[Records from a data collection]

━━━

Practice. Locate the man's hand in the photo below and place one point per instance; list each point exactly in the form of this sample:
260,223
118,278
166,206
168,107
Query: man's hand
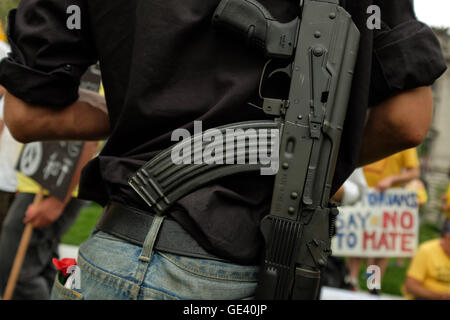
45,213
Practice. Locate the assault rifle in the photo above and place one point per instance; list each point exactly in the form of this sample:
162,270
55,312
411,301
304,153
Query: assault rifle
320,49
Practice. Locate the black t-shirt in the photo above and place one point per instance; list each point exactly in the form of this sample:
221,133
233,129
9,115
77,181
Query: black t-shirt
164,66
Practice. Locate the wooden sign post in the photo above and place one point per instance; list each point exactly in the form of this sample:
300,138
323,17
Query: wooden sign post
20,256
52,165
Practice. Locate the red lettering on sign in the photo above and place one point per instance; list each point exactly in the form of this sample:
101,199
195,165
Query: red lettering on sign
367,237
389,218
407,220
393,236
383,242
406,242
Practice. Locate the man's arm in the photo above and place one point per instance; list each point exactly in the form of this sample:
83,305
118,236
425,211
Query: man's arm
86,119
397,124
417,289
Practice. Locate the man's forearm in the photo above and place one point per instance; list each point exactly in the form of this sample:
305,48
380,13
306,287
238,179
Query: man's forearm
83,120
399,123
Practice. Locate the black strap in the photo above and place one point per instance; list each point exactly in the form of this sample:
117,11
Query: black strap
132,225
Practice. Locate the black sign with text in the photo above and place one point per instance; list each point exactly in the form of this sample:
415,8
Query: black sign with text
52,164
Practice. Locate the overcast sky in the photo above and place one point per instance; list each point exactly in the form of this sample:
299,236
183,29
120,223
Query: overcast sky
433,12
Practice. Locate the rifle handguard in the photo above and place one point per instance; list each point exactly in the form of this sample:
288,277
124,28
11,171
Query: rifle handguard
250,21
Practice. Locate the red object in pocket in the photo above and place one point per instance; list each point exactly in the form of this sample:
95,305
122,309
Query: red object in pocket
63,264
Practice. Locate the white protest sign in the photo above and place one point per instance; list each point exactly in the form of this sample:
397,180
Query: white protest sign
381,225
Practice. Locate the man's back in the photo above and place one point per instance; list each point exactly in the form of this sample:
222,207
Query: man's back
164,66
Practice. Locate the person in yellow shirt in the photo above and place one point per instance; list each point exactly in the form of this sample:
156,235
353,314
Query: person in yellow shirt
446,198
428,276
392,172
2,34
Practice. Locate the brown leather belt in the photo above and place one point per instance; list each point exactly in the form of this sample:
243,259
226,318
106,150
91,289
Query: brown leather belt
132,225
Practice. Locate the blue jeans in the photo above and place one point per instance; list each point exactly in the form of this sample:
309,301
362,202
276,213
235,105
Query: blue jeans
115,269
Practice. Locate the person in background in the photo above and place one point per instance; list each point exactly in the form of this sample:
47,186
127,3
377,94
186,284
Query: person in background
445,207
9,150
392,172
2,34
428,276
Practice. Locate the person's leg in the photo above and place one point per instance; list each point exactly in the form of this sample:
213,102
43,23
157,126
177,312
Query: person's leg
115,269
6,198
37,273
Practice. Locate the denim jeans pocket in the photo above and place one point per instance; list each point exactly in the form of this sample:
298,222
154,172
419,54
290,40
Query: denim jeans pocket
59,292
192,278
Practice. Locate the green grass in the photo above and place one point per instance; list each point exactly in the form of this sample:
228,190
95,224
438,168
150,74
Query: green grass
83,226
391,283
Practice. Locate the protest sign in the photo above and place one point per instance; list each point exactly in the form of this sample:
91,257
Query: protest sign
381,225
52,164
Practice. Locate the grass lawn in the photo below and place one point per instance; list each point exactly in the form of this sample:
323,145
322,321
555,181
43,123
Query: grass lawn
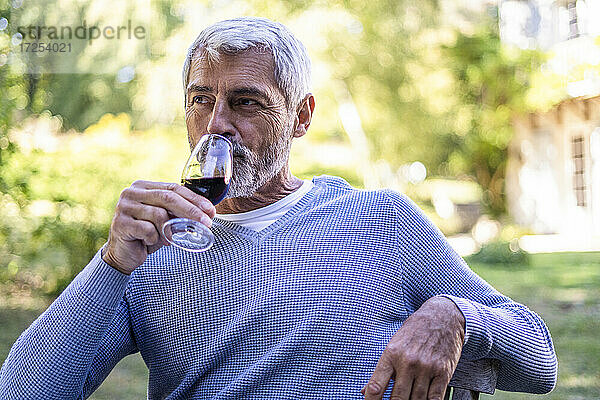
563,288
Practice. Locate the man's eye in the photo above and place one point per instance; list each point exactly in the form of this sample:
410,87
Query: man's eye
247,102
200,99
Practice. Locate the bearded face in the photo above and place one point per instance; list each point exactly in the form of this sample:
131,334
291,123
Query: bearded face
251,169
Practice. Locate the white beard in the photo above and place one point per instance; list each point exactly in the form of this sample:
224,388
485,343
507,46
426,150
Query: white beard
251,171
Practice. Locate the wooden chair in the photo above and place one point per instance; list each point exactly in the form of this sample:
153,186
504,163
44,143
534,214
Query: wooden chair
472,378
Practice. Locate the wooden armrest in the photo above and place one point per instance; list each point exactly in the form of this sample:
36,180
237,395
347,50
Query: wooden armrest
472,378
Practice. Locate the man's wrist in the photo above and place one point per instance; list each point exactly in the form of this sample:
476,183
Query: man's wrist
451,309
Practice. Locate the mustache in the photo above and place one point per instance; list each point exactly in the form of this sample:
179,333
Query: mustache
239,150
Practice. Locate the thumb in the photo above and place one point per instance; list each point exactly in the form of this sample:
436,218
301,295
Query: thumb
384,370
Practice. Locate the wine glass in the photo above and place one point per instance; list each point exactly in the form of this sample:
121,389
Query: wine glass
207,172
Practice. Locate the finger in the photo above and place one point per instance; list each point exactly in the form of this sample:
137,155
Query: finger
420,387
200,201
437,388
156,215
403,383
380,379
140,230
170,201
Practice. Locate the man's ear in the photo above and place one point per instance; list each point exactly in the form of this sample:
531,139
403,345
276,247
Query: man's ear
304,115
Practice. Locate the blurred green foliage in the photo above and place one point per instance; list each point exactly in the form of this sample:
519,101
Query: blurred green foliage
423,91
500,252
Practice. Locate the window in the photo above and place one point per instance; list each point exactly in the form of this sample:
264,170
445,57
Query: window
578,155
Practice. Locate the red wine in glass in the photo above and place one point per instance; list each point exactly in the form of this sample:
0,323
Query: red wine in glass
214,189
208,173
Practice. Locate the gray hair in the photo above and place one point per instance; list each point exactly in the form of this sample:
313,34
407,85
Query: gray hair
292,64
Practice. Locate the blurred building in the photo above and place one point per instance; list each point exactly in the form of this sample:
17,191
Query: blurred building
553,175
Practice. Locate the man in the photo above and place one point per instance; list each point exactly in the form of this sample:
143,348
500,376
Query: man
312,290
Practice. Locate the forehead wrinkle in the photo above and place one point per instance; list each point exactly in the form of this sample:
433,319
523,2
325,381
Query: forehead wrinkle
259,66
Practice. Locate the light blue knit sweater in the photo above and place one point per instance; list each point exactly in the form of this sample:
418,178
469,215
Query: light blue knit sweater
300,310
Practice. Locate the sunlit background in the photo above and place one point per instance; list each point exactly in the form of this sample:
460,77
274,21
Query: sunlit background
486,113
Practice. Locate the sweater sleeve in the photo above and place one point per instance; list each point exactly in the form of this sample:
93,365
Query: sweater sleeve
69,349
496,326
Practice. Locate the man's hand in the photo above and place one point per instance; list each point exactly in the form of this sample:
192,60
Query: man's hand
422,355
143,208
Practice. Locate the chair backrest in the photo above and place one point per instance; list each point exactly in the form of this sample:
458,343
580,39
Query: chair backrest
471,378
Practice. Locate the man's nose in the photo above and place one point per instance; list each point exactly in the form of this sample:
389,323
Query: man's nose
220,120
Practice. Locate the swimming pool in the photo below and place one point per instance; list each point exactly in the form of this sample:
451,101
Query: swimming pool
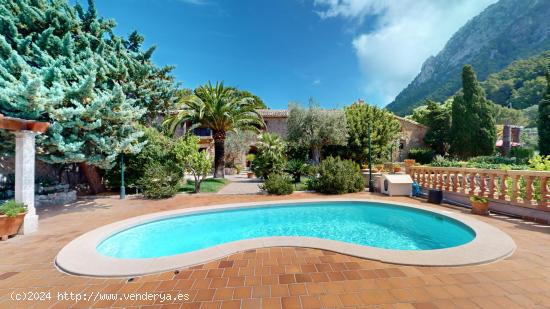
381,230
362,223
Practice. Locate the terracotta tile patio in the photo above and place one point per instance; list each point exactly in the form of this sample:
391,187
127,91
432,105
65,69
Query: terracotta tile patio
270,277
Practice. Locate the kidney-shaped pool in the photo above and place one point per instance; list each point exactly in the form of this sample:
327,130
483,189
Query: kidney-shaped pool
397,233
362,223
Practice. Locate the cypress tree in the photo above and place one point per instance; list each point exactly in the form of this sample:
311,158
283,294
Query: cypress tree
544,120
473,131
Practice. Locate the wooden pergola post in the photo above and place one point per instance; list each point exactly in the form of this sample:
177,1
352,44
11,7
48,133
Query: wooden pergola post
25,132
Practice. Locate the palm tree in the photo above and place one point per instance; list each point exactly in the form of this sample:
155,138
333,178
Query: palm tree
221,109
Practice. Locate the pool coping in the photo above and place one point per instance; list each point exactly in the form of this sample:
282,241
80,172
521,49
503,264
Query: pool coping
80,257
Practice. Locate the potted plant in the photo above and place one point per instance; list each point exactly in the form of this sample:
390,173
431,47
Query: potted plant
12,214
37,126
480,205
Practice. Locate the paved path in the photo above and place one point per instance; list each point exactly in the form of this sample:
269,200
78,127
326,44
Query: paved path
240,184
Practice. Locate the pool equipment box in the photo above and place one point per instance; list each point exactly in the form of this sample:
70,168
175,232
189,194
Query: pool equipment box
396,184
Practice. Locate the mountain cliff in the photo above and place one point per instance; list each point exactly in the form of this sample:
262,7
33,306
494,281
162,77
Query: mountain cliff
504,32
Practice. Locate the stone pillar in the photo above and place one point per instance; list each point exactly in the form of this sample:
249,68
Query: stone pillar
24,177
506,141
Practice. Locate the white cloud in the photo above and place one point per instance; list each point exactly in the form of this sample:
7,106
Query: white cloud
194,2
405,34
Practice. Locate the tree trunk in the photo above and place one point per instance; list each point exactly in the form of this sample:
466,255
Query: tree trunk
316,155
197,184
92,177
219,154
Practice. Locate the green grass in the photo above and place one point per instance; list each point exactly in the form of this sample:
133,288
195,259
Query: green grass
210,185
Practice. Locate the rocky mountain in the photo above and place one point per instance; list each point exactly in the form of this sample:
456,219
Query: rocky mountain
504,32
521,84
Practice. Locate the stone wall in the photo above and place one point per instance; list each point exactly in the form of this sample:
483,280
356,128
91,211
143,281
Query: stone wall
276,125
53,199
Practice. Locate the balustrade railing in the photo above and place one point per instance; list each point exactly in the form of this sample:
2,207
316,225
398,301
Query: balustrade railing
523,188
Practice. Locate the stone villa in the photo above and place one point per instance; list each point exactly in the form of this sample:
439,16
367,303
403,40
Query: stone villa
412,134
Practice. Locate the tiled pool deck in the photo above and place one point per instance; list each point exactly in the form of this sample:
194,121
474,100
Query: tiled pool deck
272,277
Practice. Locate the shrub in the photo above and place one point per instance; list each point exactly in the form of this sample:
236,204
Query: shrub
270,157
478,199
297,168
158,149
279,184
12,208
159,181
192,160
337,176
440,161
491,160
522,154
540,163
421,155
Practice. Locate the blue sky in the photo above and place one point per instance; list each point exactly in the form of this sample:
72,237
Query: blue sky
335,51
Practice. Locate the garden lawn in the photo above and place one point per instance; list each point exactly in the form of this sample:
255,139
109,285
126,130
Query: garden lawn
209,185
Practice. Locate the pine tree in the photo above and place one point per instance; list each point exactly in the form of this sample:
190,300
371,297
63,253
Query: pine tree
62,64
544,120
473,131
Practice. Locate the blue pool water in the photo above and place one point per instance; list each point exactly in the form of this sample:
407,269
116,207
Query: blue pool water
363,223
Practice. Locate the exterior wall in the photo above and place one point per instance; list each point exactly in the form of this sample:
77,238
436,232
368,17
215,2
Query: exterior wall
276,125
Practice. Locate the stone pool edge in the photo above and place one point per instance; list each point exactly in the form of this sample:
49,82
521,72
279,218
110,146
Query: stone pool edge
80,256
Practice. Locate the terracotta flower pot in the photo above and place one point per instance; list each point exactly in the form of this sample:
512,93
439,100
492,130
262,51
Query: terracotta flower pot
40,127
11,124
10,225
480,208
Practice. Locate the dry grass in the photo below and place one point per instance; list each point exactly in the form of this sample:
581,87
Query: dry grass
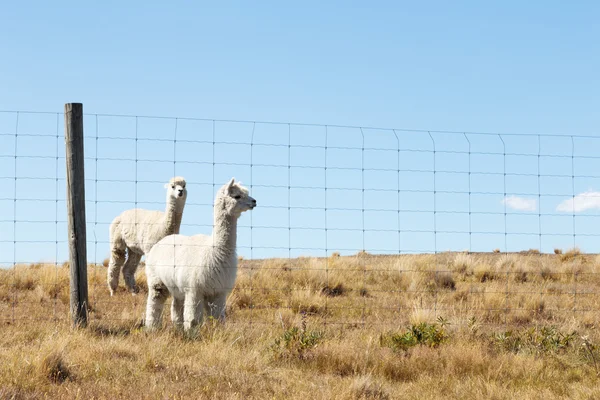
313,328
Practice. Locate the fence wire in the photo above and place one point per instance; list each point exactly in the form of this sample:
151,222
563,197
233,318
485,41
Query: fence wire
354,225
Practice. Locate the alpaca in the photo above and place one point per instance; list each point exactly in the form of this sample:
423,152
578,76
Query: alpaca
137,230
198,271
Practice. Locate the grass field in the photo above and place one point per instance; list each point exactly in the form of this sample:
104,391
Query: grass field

━━━

### What to produce
Take the line containing "Practice. Locate the stone pool" and all lines after it to the end of the data above, and reproduce them exactly, leaving out pictures. Nothing else belongs in the copy.

### Task response
Practice. Locate the stone pool edge in the photo above and place one point per instance; list each point exactly in the form of this sample:
49,82
521,72
279,218
110,146
Query: stone pool edge
80,256
Practice. Locate the terracotta flower pot in the photo above and place one point per instance; list each point exactly in the form of this sample:
512,93
439,100
492,130
262,51
Query: terracotta flower pot
40,127
11,124
10,225
480,208
Practice. Locate the dry grass in the photo below and place one point per instance; list each point exactly in the form of this sample:
581,87
Query: dry grass
313,328
Practice. Locate the fence wire in the photo above and place one point per instance; list each point exactly in the form of this sample:
151,222
563,197
233,318
485,41
Query: fence wire
354,225
Practice. Locate the alpaca in the photo above and place one point per instance; list each point exactly in the form of this sample:
423,152
578,76
Query: alpaca
137,230
198,271
Practice. Locate the grass field in the photo above and place one point per instance; list each point exactly in the form of this sample:
104,391
Query: grass field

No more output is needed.